OPIS ZADANIA
Napisz dalszy ciąg fragmentu o skardze konstytucyjnej dotyczącej odprawy pieniężnej po urlopie górniczym, zaczynając zaraz po jego ostatnim zdaniu.

FRAGMENT ŹRÓDŁOWY
──────────

W rozpatrywanej skardze konstytucyjnej wyjaśniono, że skarżący skorzystał z uprawnienia osłonowego – urlopu górniczego (art.
20 ust. 1 pkt 1 w zw. z ust. 2 ustawy z 1998 r. o dostosowaniu górnictwa). Zgodnie z art. 20 ust. 5 tejże ustawy uprawnienie
osłonowe (urlop górniczy) nie ograniczyło uprawnień skarżącego określonych ustawą z 1989 r. o rozwiązywaniu stosunków pracy.
W myśl art. 8 ust. 1 pkt 3 tejże ustawy, „pracownikowi, z którym został rozwiązany stosunek pracy z przyczyn, o których mowa
w ust. 1, przysługuje odprawa pieniężna w wysokości trzymiesięcznego wynagrodzenia, jeżeli pracownik przepracował 20 lat i
więcej”. Skarżący mógł zatem oczekiwać, że przechodząc na emeryturę po zakończeniu urlopu górniczego, otrzyma odprawę pieniężną,
gdyż na gruncie ustawy o dostosowaniu górnictwa spełniał przesłanki uzyskania odprawy.
Należy przy tym podkreślić, że ustawa z 2003 r. o restrukturyzacji górnictwa uchyliła z dniem 26 grudnia 2003 r. ustawę z
1998 r. o dostosowaniu górnictwa. Nowa ustawa w art. 8 ust. 1 pkt 1 wprowadziła uprawnienie nazwane „osłonowe – świadczenie
górnicze”, przesądzając w ust. 3, że pracownikowi, który korzysta z osłonowego, nie przysługuje odprawa pieniężna, o której
mowa w przepisach o szczególnych zasadach rozwiązywania z pracownikami stosunków pracy z przyczyn niedotyczących pracowników (tzn. w ustawie z 2003 r. o zasadach rozwiązywania stosunków pracy, która z dniem 1 stycznia 2004 r. uchyliła ustawę z 1989
r. o rozwiązywaniu stosunków pracy).
Orzekając w sprawie skarżącego, Sąd Okręgowy stwierdził, że prawo do odprawy pieniężnej powstaje w dniu rozwiązania stosunku
pracy. Sąd uznał zatem, że skoro skarżący rozwiązał stosunek pracy z dniem 7 stycznia 2005 r., to jego prawo do odprawy winno
być ocenione z punktu widzenia przepisów wówczas obowiązujących, tzn. art. 8 ust. 3 ustawy z 2003 r. o restrukturyzacji górnictwa,
który explicite wyłączył prawo do odprawy pieniężnej.

──────────

WYCIĄG Z DANYCH
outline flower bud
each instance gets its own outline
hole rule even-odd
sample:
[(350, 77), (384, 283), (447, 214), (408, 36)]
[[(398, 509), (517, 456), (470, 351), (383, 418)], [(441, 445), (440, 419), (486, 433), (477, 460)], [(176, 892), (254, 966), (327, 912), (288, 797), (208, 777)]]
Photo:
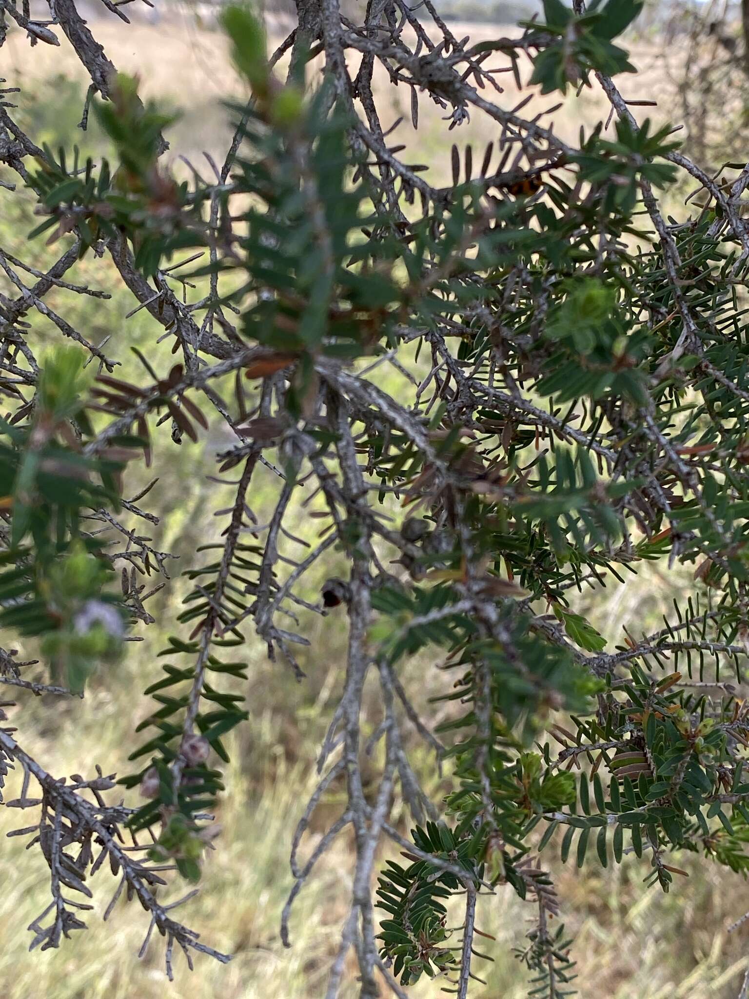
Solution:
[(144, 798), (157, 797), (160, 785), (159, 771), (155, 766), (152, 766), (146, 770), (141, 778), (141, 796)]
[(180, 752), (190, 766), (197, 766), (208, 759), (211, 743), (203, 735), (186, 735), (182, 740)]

──────────

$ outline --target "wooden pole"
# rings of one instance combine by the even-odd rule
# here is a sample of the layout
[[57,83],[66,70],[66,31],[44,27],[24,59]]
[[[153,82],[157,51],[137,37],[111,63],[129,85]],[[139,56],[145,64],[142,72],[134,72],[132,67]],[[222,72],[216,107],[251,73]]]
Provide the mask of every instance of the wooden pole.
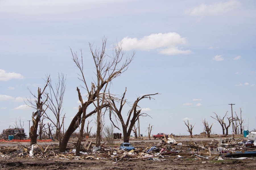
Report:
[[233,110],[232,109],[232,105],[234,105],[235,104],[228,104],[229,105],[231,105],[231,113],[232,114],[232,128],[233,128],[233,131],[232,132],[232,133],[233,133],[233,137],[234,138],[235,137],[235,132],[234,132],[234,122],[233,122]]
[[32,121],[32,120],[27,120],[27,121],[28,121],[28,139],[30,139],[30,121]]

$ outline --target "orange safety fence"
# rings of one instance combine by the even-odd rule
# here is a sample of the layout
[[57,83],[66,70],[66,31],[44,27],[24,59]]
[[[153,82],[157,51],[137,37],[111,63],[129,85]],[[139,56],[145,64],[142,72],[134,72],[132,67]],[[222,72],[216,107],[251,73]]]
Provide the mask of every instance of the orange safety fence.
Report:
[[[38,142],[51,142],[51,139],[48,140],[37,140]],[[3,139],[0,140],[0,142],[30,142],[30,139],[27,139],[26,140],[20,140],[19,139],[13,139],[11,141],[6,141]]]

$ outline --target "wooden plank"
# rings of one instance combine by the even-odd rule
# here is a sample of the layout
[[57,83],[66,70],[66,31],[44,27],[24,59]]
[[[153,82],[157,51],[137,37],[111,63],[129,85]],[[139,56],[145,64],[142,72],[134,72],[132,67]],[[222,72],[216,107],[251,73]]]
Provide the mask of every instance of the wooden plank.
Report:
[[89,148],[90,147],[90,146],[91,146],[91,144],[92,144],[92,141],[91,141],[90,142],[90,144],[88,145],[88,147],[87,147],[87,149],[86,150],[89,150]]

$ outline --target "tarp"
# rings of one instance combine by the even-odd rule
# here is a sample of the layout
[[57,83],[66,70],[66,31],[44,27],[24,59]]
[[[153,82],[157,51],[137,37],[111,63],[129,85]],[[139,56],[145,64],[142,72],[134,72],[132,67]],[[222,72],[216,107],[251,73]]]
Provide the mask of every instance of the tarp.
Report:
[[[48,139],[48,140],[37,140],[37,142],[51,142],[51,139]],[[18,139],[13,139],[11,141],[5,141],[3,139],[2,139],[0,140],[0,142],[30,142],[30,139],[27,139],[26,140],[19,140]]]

──────────

ODPOWIEDŹ
W ocenie Trybunału Konstytucyjnego rozpatrywana skarga konstytucyjna nie spełnia przesłanki dopuszczalności korzystania z
tego środka ochrony konstytucyjnych wolności lub praw. Ze skargi konstytucyjnej wynika bowiem jednoznacznie, że to nie treść
zaskarżonego art. 8 ust. 3 ustawy z 2003 r. o restrukturyzacji górnictwa prowadzi do naruszenia konstytucyjnych praw skarżącego,
ale zastosowanie tego przepisu przez Sąd Okręgowy jako podstawy wyroku w sprawie skarżącego. Pełnomocnik przyznaje, że „sam
przepis jasno i precyzyjnie określa zakres podmiotowy”, natomiast jego „rozumienie” w ten sposób, że został on zastosowany
przez Sąd do sytuacji, w jakiej znalazł się skarżący, „jest niezgodne z art. 64 ust. 1 w związku z art. 2 i art. 7 Konstytucji”.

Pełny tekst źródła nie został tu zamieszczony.